### Rows from a dataset
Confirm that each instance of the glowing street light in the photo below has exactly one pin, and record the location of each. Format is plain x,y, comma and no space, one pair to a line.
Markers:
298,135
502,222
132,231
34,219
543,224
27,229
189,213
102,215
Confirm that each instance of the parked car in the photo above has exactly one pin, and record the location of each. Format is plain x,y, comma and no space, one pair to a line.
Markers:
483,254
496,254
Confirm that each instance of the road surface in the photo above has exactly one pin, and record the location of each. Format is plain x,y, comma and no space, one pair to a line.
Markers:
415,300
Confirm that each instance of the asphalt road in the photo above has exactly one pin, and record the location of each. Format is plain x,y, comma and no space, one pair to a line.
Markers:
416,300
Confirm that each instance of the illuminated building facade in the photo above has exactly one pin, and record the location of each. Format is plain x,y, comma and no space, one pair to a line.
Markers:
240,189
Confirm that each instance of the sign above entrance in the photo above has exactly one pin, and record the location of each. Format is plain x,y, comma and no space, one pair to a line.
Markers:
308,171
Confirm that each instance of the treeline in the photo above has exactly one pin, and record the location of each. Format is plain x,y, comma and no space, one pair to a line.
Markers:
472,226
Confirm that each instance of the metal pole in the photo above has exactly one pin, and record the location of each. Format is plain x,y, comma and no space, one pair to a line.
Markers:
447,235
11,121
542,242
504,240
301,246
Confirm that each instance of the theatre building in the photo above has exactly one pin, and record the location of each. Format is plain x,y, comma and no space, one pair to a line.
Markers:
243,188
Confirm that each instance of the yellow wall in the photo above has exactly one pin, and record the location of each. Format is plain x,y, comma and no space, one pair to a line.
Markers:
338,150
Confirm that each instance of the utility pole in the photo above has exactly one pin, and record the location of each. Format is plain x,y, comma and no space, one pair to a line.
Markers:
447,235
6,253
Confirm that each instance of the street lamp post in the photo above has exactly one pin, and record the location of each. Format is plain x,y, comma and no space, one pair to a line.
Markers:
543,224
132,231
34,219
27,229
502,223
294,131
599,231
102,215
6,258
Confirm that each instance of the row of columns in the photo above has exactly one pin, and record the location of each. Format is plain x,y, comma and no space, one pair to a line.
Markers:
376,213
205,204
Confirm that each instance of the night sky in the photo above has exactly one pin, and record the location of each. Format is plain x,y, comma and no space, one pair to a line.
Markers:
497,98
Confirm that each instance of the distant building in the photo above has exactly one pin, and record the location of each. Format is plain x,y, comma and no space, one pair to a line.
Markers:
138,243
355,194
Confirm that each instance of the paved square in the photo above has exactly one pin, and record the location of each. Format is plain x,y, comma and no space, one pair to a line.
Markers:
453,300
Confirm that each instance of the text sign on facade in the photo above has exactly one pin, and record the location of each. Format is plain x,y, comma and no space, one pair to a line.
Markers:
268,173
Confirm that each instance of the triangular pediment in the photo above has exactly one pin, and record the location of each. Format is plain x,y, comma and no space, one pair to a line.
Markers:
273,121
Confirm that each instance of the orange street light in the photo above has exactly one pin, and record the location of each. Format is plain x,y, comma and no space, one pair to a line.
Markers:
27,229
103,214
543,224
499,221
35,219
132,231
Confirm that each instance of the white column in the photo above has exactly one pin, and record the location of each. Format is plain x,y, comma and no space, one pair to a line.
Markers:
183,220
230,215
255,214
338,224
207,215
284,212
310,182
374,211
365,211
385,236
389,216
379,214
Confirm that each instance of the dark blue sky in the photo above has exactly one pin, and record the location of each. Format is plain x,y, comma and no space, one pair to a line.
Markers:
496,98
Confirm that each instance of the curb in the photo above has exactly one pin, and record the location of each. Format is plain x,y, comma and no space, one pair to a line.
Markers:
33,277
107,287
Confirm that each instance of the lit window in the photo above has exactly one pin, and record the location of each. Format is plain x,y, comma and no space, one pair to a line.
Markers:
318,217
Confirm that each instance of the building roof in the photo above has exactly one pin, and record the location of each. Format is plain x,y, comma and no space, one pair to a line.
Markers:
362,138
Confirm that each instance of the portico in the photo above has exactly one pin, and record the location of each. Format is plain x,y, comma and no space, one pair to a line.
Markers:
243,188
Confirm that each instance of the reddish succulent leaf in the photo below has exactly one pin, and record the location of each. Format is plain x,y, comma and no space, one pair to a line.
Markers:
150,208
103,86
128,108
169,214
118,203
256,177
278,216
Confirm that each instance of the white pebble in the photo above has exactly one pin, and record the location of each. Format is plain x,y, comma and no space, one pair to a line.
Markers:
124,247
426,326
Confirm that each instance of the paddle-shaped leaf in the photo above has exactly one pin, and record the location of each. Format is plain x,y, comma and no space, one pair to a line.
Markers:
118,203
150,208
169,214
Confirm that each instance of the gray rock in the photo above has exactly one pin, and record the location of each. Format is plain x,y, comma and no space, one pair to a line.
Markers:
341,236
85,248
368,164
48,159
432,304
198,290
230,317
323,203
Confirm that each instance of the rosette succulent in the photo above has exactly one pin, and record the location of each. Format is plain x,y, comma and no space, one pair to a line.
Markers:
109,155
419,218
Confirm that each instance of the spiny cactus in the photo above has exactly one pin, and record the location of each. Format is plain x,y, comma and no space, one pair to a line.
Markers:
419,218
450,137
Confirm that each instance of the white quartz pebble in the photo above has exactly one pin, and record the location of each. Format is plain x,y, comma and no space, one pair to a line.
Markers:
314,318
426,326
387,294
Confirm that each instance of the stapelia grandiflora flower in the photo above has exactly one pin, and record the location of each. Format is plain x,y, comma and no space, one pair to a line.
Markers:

### DIRECTION
Please output every record, keeping each line exact.

### SOLUTION TO THIS TASK
Confirm that each instance of the glowing street light in the photo below has exactly one pin, and record the location of each. Format is plain x,y, comma and no space, one pair to a line.
Markers:
298,135
502,222
132,231
34,219
543,224
27,229
189,213
102,215
Confirm that each instance of the parked car in the photo above has exactly one pin, and record the location of each. Format is plain x,y, comma and no space, one pair to a line.
Markers:
483,254
496,254
Confirm that each instance of the road surface in the photo above has exactly one pin, and record the location of each. Format is plain x,y, comma and no space, one pair to a line.
Markers:
415,300
Confirm that each instance of the asphalt road in the photo above has exactly one pin, and record the location of each. Format is plain x,y, comma and no space, one pair to a line.
Markers:
416,300
Confirm that each instance of the illuminated building facade in the photo above has exactly one pin, and record the location of each. Format is plain x,y, comma and no space, one pair to a line.
Markers:
240,189
Confirm that each instance of the sign above entrance in the photo above has exactly one pin, and record the location of each. Format is plain x,y, comma and no space, one pair to a line.
Markers:
308,171
Confirm that each instance of the treeline in the photo above has exactly one pin, and record the location of each. Format is plain x,y, comma and no space, one pair to a line.
Markers:
472,226
Confirm that each instance of the metal pole in the photo above has exactly one pin, and record the location of each. Format is plain x,y, comma and no space, one pair to a line.
Markers:
447,235
11,121
542,242
504,240
301,246
Confirm that each instance of the theatre building in the photo above has exactly one pin, and record the location of each. Format is plain x,y, comma and no space, one pair to a line.
Markers:
243,188
Confirm that each instance of the yellow wall in the photo above has exactly one pin, and record the location of each. Format is plain x,y, comma and no space, one pair to a line.
Markers:
338,150
Confirm that each instance of the utility pole in the photo above has exactly one pin, and record the location of each. Format is plain x,y, comma and no space, one pair to a line.
Markers:
447,235
6,253
Confirm that each instance of the street lamp post in the photo above has exactly one pin, and record the location of each. Format is plain x,y, comma and no space, one pair to a line.
Markers:
543,224
132,231
34,219
27,229
502,223
294,131
599,231
102,215
6,258
Confirm that each instance of the row of columns in the photo above has exactly one pin, and record the location of each. Format is plain x,y, comma and no space, one pair to a line.
Markers:
376,213
205,204
Confirm that each instance of the night sky in the photo above has exactly one pin, and record the location of each. Format is plain x,y, comma and no space, one pair to a line.
Markers:
497,98
Confirm that each instance of the distant building in the photo above has exactly one pin, and record the location of each. Format is plain x,y, comma and no space, one pair to a line.
Markers:
138,243
355,194
Confirm that each instance of the paved square in the photo above has exactly one pin, and record the location of each. Format is plain x,y, comma and no space, one pair to a line.
Markers:
453,300
Confirm that each instance of the text sign on facade in the photo above has exactly one pin, and record the location of each. Format is plain x,y, comma and no space, one pair to a line.
Markers:
268,173
Confirm that each instance of the triangular pediment in the photo above has exactly one pin, and record the location of each. Format is plain x,y, comma and no space, one pair to a line.
Markers:
273,121
Confirm that each instance of the orange street light in the photo above has exactly one pin, and record the location of each. Format is plain x,y, comma and no space, one pair to a line.
Markers:
27,229
103,214
543,224
499,221
35,219
132,231
Confirm that each instance of the white column in the photo above has exactly one pin, and record the location of each. Format is plain x,y, comma and no space, one pair to a line.
Markers:
183,220
230,215
255,214
338,224
207,215
284,212
310,182
374,211
365,211
385,236
389,216
379,214
Confirm that each instance of the dark blue sky in the photo above has exactly one pin, and record the location of each. Format is plain x,y, comma and no space, one pair to a line.
Markers:
496,98
Confirm that each instance of the curb in the photo above has exactly one pin, and record the location of each. Format is plain x,y, comma and no space, one pair to a line.
Markers:
33,277
107,287
Confirm that each instance of the lit window in the photo above has exactly one pin, and record the location of each. Format is plain x,y, comma and no space, one pair to a line.
Markers:
318,217
Confirm that each instance of the building roof in the photo above has exactly one pin, and record the location of each. Format is plain x,y, comma and no space, one pair to a line.
Markers:
362,138
Confirm that each instance of the portico in the photo above has exactly one pin, and record the location of each. Format is plain x,y, comma and no space, one pair to a line.
Markers:
243,188
Confirm that each instance of the reddish succulent leaf in the photo below has exactly one pin, and record the location of each. Format is plain x,y, comma and no space, one pair to a line.
Markers:
150,208
103,86
128,108
169,214
118,203
256,177
278,216
Confirm that each instance of the white pebble in the photo above has exactly one pin, and record the location of each. Format is plain x,y, comma and no space, one pair to a line.
Markers:
124,247
426,326
Confirm that each instance of the paddle-shaped leaf in the photo above has exactly one pin, and record the location of each. Format is plain x,y, comma and no space, one pair to a line.
Markers:
118,203
150,208
169,214
Confirm that each instance of the gray rock in the photo above has exactly one pin, and record the location of each. Format is plain x,y, comma and no space, one pair to a line.
Markers:
341,236
85,248
368,164
48,159
432,304
198,290
230,317
323,203
Confirm that each instance of the rosette succulent in the photo above has exactly one pin, and record the location of each. Format is plain x,y, comma and no space, one pair to a line.
Markers:
109,155
419,218
Confirm that each instance of the spiny cactus in the photo above has exactly one pin, and record the location of each. Format is plain x,y, comma and no space, one pair to a line.
Markers:
419,218
450,137
Confirm that each instance of the white quartz pebble in the photo above has exactly one pin, and record the location of each. Format is plain x,y, comma and no space, one pair to a line.
Markers:
314,318
426,326
387,294
Confirm that each instance of the stapelia grandiflora flower in the photo above has exactly one pin, and record the location of each. Format is plain x,y, comma and no space, one pair to a line.
Markers:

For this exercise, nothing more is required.